■ Records for the task
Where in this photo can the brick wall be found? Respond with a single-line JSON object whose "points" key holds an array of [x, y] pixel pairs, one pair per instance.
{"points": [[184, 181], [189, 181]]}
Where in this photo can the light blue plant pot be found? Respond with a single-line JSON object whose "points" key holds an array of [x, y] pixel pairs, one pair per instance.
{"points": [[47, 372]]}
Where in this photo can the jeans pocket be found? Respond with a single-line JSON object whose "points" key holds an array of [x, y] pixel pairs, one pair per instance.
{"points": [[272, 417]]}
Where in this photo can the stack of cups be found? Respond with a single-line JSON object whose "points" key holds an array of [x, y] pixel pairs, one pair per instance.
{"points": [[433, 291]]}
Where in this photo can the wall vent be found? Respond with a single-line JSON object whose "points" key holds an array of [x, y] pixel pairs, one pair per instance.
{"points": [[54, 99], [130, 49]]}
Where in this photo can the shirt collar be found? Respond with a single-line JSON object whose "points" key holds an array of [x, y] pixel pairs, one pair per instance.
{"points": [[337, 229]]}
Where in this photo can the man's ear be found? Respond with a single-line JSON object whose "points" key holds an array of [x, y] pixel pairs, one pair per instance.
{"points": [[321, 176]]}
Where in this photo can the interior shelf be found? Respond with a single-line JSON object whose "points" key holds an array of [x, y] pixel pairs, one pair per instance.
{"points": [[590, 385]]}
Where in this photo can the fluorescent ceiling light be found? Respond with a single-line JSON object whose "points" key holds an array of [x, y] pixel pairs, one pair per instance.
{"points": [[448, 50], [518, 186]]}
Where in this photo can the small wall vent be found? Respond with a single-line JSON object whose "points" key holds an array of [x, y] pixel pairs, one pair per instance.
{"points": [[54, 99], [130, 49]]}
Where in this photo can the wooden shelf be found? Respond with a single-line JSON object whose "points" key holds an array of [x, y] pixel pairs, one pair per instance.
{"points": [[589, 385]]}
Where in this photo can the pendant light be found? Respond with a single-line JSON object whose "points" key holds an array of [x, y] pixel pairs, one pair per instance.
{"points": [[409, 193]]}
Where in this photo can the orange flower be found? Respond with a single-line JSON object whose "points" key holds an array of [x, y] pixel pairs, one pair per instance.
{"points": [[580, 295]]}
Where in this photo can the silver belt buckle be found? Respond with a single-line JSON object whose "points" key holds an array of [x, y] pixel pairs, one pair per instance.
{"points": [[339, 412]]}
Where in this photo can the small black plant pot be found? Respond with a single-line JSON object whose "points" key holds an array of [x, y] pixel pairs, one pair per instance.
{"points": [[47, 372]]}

■ Task objective
Copy out the lines from the line containing "Where in this photo can the interior" to the end of the listing above, without alteration.

■ Worked solution
Where in this photo can the interior shelf be found? Respond with a single-line JSON object whose "points" key holds an array of [x, y] pixel pairs, one pair per instance.
{"points": [[590, 385]]}
Where in this photo can the fluorescent ceiling light be found? Respond with a single-line JSON object whose "points" key holds an array of [x, y] pixel pairs, one pair per instance.
{"points": [[448, 50], [518, 186]]}
Where in this photo can the small wall vent be found? Respond with a single-line JSON object whose "points" key holds an array of [x, y] pixel pairs, one pair per instance.
{"points": [[54, 99], [130, 49]]}
Where in this photo can the wooden shelf be found? Respond with a single-line JSON object whose "points" key holds an array of [x, y] pixel pairs, one pair per instance.
{"points": [[589, 385]]}
Where in this photo can the pendant light be found? Respond with a single-line JSON object whose "points" key holds an array of [x, y] pixel pairs, one pair per instance.
{"points": [[409, 193]]}
Where in this photo can the orange flower be found? Respond with a single-line JSON object whose "points" key holds an array of [x, y] pixel pairs, one pair per instance.
{"points": [[580, 295]]}
Where in this photo can the silver belt buckle be found? Respond with a single-line JSON object whose "points" key holds an array of [x, y] pixel pairs, one pair per instance.
{"points": [[339, 412]]}
Where in this photo can the small black plant pot be found? Respond with a single-line JSON object whose "points" key holds an array of [x, y] pixel pairs, one pair per instance.
{"points": [[47, 372]]}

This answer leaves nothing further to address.